### ASSIGNMENT
Pull out each line of the listing below that contains the string "clicks", matching its case exactly.

### DATASET
--------------------------------------------------
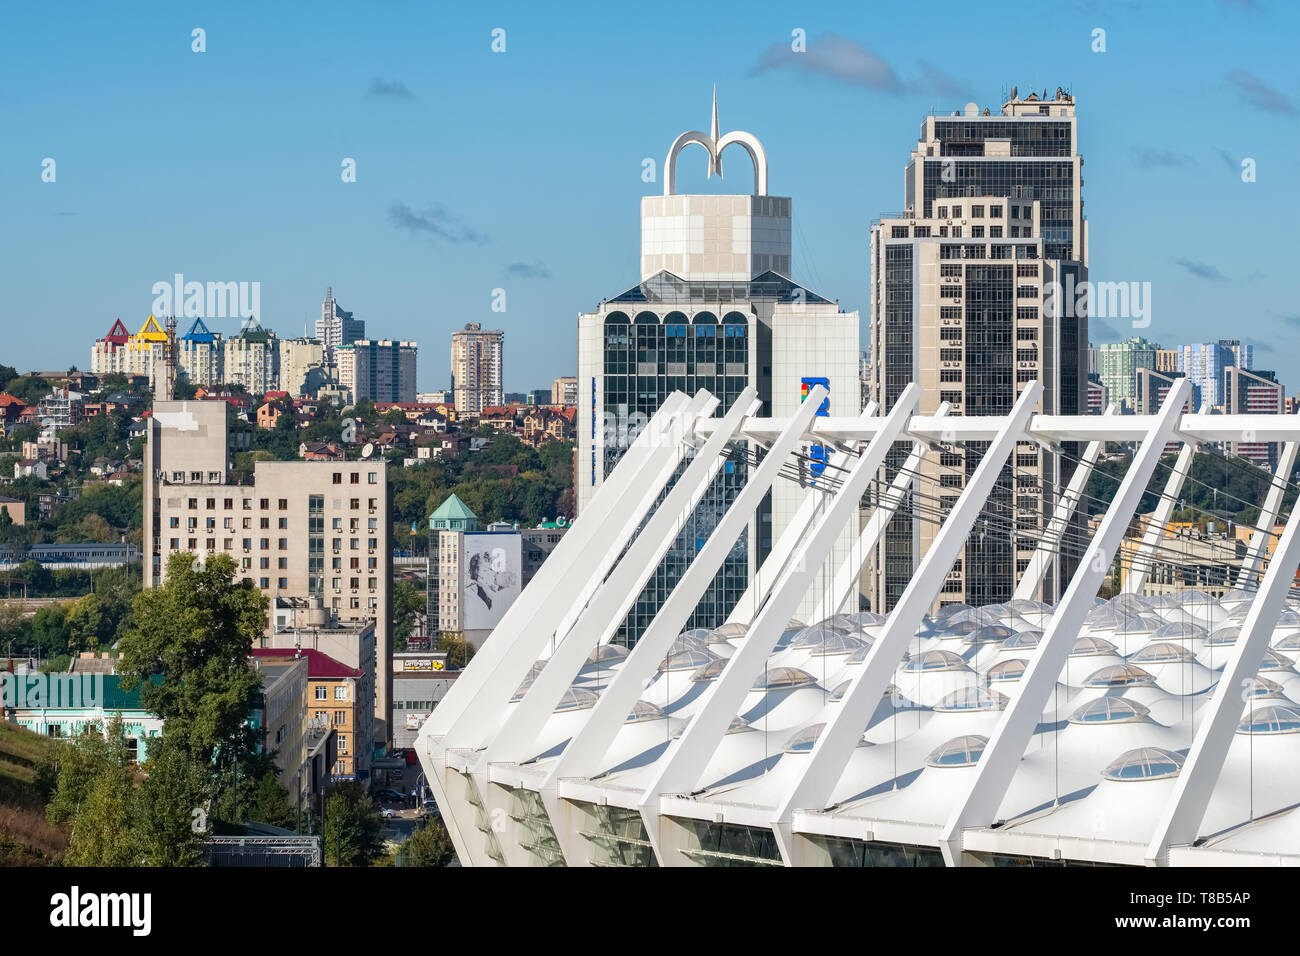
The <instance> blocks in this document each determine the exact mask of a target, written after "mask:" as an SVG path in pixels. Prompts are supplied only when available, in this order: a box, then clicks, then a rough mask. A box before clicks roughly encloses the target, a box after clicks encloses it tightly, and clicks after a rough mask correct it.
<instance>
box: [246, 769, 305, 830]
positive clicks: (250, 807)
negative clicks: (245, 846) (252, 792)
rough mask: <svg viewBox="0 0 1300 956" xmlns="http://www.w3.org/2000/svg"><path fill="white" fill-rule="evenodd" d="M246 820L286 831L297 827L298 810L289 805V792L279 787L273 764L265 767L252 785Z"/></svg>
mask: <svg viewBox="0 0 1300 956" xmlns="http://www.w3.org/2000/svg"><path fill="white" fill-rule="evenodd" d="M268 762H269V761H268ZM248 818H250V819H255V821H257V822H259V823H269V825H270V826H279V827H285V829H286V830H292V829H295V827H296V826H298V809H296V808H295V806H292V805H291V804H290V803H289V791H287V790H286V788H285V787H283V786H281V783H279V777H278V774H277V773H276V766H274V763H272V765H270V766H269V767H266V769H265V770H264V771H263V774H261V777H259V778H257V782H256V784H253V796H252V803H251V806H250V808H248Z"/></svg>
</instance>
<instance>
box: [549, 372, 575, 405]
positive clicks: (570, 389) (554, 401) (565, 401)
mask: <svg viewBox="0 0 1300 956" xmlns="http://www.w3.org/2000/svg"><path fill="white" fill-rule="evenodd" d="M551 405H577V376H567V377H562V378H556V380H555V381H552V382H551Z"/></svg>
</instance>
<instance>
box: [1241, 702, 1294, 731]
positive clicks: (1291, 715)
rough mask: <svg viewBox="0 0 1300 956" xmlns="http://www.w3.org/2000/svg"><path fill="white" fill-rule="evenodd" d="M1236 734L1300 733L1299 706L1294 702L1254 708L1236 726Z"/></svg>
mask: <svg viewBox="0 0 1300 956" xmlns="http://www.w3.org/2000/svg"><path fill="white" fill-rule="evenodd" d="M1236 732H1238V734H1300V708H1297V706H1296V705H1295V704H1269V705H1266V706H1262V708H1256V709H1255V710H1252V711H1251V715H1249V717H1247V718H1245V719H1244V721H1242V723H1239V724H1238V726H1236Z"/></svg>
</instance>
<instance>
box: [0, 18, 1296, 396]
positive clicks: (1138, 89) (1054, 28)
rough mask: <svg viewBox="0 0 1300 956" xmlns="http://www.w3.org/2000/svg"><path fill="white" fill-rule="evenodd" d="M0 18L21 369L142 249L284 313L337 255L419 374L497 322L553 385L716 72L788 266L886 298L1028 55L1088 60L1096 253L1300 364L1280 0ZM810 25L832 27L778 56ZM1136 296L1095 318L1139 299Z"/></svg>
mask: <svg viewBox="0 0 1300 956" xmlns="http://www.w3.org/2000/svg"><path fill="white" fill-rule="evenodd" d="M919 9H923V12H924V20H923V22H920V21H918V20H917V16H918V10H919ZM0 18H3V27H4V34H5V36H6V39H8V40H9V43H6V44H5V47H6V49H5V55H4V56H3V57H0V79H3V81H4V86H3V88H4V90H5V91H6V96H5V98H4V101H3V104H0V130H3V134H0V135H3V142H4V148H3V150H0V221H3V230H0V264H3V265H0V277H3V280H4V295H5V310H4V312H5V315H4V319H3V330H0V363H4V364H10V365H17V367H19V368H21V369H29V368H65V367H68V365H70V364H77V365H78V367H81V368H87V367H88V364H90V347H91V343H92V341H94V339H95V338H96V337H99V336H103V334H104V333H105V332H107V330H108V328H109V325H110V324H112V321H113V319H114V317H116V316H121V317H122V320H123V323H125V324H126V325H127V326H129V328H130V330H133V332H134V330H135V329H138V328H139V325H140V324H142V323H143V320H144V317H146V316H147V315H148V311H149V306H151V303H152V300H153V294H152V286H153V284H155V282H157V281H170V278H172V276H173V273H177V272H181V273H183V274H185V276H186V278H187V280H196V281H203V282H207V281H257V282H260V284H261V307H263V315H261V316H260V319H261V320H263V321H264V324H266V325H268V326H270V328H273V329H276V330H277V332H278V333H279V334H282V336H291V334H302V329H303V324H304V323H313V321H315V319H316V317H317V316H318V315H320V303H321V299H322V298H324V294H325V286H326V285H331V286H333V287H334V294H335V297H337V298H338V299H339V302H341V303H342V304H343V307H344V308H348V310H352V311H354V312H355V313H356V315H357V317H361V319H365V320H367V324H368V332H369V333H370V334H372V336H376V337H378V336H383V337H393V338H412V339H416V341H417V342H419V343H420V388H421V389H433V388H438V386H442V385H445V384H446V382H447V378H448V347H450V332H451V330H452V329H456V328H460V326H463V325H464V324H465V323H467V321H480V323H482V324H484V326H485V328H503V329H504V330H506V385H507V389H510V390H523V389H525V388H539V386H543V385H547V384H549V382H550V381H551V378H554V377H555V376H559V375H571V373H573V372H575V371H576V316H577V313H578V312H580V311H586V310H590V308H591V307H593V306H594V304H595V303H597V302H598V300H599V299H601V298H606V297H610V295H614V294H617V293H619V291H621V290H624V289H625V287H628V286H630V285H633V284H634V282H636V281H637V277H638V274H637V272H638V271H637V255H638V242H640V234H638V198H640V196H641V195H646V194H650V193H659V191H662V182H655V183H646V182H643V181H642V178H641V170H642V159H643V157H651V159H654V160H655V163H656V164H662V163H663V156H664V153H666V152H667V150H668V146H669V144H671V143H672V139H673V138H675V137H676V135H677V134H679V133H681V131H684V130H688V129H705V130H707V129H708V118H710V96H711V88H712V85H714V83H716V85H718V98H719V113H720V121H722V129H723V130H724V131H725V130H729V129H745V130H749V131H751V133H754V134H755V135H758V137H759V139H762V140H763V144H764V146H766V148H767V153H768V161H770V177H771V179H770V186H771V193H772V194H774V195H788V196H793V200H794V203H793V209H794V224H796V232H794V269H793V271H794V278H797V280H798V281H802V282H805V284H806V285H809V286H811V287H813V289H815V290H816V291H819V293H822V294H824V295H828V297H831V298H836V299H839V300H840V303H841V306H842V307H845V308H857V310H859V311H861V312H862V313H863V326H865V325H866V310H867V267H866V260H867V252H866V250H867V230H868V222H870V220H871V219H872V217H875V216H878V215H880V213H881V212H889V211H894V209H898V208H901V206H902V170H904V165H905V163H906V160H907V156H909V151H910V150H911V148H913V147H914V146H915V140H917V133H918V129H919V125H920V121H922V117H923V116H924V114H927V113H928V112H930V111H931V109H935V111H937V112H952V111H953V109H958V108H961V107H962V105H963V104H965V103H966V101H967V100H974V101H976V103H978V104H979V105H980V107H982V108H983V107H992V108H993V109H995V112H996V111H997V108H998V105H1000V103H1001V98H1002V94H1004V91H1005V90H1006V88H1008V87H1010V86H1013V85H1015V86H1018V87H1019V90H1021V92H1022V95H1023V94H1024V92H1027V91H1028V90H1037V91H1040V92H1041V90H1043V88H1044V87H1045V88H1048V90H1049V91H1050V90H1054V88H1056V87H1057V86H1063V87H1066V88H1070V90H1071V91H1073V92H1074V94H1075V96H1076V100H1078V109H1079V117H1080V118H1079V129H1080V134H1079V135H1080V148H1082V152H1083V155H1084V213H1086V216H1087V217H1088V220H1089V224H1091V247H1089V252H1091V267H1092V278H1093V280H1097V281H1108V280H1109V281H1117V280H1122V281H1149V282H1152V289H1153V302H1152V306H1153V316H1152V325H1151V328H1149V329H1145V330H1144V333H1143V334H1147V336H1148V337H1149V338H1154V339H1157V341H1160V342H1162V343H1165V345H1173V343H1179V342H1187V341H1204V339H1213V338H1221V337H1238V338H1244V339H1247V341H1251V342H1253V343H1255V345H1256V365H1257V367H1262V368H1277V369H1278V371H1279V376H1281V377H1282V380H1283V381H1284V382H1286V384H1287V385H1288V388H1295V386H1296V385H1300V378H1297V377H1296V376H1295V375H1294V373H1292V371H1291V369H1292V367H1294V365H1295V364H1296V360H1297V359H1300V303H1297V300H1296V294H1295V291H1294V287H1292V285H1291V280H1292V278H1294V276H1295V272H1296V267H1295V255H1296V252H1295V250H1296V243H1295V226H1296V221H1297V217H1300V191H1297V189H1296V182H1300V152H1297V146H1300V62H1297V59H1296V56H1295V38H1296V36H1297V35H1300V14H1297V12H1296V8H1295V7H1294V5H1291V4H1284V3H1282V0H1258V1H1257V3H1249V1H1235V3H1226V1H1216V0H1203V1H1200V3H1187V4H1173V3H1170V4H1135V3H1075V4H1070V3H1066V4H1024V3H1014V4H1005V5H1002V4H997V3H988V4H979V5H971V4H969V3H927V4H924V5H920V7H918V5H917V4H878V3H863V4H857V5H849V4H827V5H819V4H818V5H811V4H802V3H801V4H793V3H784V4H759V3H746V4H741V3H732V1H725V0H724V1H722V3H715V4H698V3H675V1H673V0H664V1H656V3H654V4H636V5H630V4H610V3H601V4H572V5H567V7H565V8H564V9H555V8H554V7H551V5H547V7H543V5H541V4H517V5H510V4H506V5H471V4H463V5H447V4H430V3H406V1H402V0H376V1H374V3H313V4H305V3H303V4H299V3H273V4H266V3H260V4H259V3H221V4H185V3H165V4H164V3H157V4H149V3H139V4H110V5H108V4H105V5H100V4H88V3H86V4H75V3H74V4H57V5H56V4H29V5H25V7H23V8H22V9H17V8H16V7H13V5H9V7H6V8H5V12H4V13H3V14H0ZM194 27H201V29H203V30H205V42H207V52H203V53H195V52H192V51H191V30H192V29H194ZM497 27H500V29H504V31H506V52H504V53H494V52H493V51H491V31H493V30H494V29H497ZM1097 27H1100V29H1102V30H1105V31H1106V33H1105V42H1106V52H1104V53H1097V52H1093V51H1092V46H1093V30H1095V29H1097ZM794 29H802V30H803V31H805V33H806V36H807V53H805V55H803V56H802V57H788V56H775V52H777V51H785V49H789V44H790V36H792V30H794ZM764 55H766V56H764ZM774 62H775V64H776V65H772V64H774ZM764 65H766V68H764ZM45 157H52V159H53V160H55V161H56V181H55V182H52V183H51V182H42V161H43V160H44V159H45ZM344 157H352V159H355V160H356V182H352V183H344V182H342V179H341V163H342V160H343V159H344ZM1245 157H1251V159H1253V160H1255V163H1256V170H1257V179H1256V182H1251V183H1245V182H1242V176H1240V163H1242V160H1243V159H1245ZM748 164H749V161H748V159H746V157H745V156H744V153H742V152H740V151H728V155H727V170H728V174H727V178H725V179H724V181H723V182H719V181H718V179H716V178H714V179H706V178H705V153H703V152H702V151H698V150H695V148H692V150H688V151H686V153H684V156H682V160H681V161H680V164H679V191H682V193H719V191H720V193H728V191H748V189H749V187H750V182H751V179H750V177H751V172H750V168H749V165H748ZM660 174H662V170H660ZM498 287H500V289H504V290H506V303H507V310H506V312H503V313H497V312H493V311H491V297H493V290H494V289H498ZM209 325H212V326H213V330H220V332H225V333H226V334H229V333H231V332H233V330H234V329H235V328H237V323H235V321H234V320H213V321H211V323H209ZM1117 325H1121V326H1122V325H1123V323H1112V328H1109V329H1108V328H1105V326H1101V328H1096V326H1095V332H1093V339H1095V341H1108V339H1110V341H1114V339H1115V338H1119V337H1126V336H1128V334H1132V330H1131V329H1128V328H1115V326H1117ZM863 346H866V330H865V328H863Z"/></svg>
--------------------------------------------------
### SOLUTION TO THIS PROBLEM
The <instance> blocks in this document each determine the exact mask of a target, written after "mask:" as an SVG path in pixels. Prompts are supplied only when available, in this order: a box, then clicks, then a rough mask. A box before clicks roughly encloses the target, a box after clicks encloses it tightly, and clicks after a rough mask correct it.
positive clicks: (250, 807)
negative clicks: (245, 846) (252, 792)
positive clicks: (570, 389) (554, 401) (565, 401)
positive clicks: (1291, 715)
positive clicks: (1138, 89) (1054, 28)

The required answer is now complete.